*** TEXTAUSZUG ***

Rookie Records / VÖ: 21. März 2025 / Indie, Pop, Punk
Facebook
Text: David Spring
Wie nah liegen sich eigentlich Selbstironie und das Imposter-Syndrom? Muss man wirklich ein Instrument beherrschen, um in einer Band zu spielen? Oder genügen der Wille zum Spass an der Sache und das Herz am richtigen Fleck? Nun, im Falle der überaus sympathischen Schnuppe aus Köln trifft wohl alles ein wenig zu.
Mit einem Albumtitel wie «Drin was draufsteht» sind die Erwartungen logischerweise hoch. Wobei – ganz so viel steht da ja gar nicht drauf, aber es ist halt Schnuppe, sowohl die Band als auch das Gefühl. Los geht es gut gelaunt mit einer knatternden Basslinie und einem wunderschön schnoddrigen Punk-Track namens «Storno». Die Mittel sind simpel, aber effektiv: drei Akkorde, Bontempi-Orgel, ein knackiger Beat und wunderbar angeeckter Gesang. Dann gleich der Überhit: «Bier für die Girls»! Wann hast du zuletzt einen richtigen Sauf-Song gehört, der selbst mit dem gottlosesten Pegel noch perfekt am Tresen herumgelallt werden kann? Der Songtitel wird frohgemut ad nauseam wiederholt, und irgendwann wird klar, worum es Schnuppe wirklich geht.

*** DATEN ***

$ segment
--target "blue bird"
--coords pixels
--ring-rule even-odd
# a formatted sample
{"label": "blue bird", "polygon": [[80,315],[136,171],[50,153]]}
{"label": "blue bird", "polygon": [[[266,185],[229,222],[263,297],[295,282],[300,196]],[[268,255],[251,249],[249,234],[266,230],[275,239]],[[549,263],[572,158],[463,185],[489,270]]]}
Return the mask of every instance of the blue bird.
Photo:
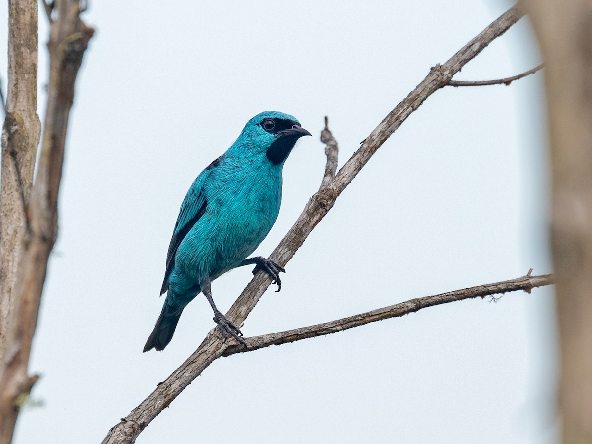
{"label": "blue bird", "polygon": [[166,255],[160,294],[167,292],[144,351],[170,342],[183,309],[202,292],[224,338],[243,345],[240,330],[216,308],[211,281],[236,267],[255,265],[281,288],[283,268],[261,256],[245,259],[269,233],[279,211],[282,169],[296,141],[310,136],[291,115],[262,112],[228,150],[201,172],[181,204]]}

***

AUFGABE: Kopiere aus der Albumrezension wortgetreu die Passage, die mit den Worten "Mit einem Albumtitel" beginnt, und endet nach "Schnuppe wirklich geht.".

ERGEBNIS:
Mit einem Albumtitel wie «Drin was draufsteht» sind die Erwartungen logischerweise hoch. Wobei – ganz so viel steht da ja gar nicht drauf, aber es ist halt Schnuppe, sowohl die Band als auch das Gefühl. Los geht es gut gelaunt mit einer knatternden Basslinie und einem wunderschön schnoddrigen Punk-Track namens «Storno». Die Mittel sind simpel, aber effektiv: drei Akkorde, Bontempi-Orgel, ein knackiger Beat und wunderbar angeeckter Gesang. Dann gleich der Überhit: «Bier für die Girls»! Wann hast du zuletzt einen richtigen Sauf-Song gehört, der selbst mit dem gottlosesten Pegel noch perfekt am Tresen herumgelallt werden kann? Der Songtitel wird frohgemut ad nauseam wiederholt, und irgendwann wird klar, worum es Schnuppe wirklich geht.